* _Given instruction_: Retype every one of the entries below line for line, without altering a single character.

* _Items from a labeling collection_:
§ §
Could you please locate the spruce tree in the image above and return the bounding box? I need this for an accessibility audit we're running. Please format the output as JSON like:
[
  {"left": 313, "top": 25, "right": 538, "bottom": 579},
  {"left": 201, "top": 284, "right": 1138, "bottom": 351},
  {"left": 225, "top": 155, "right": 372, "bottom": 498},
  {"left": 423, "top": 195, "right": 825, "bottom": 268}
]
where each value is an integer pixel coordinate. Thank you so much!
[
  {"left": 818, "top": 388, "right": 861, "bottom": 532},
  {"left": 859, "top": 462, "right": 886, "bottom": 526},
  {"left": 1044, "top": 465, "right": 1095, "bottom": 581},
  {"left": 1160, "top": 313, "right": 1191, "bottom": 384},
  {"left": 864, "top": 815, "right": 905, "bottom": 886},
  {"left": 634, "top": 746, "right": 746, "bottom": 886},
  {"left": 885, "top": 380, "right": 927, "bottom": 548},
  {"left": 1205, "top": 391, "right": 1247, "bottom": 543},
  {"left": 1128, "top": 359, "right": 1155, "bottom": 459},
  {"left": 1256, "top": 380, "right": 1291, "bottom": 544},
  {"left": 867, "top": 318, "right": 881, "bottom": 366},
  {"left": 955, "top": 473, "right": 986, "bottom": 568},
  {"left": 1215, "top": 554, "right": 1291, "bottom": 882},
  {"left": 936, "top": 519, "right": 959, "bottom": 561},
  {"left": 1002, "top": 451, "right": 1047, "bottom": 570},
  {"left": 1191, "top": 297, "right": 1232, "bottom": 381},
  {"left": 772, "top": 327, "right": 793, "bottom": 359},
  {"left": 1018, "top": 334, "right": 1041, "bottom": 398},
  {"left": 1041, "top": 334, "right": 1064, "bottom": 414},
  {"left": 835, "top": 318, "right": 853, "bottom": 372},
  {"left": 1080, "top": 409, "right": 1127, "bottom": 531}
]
§ §
* _Task answer_:
Could you please locate the spruce tree in the image above and return the bounding box? I need this for an accessibility audit we're running. Please format the output as JSON like:
[
  {"left": 313, "top": 25, "right": 538, "bottom": 579},
  {"left": 201, "top": 284, "right": 1138, "bottom": 351},
  {"left": 225, "top": 155, "right": 372, "bottom": 498},
  {"left": 423, "top": 195, "right": 825, "bottom": 268}
]
where each value is an integer pixel coordinate. Thank you so much!
[
  {"left": 818, "top": 388, "right": 861, "bottom": 532},
  {"left": 859, "top": 462, "right": 886, "bottom": 526},
  {"left": 1044, "top": 465, "right": 1095, "bottom": 581},
  {"left": 1160, "top": 313, "right": 1191, "bottom": 384},
  {"left": 864, "top": 815, "right": 905, "bottom": 886},
  {"left": 634, "top": 746, "right": 746, "bottom": 886},
  {"left": 885, "top": 380, "right": 927, "bottom": 548},
  {"left": 1205, "top": 391, "right": 1247, "bottom": 543},
  {"left": 1128, "top": 359, "right": 1155, "bottom": 459},
  {"left": 1256, "top": 380, "right": 1291, "bottom": 544},
  {"left": 867, "top": 318, "right": 881, "bottom": 366},
  {"left": 955, "top": 473, "right": 986, "bottom": 568},
  {"left": 1215, "top": 554, "right": 1291, "bottom": 882},
  {"left": 936, "top": 519, "right": 959, "bottom": 561},
  {"left": 1002, "top": 451, "right": 1047, "bottom": 570},
  {"left": 1191, "top": 297, "right": 1232, "bottom": 381},
  {"left": 772, "top": 327, "right": 793, "bottom": 359},
  {"left": 1018, "top": 334, "right": 1041, "bottom": 398},
  {"left": 1041, "top": 334, "right": 1064, "bottom": 414},
  {"left": 835, "top": 318, "right": 853, "bottom": 372},
  {"left": 1080, "top": 409, "right": 1127, "bottom": 531}
]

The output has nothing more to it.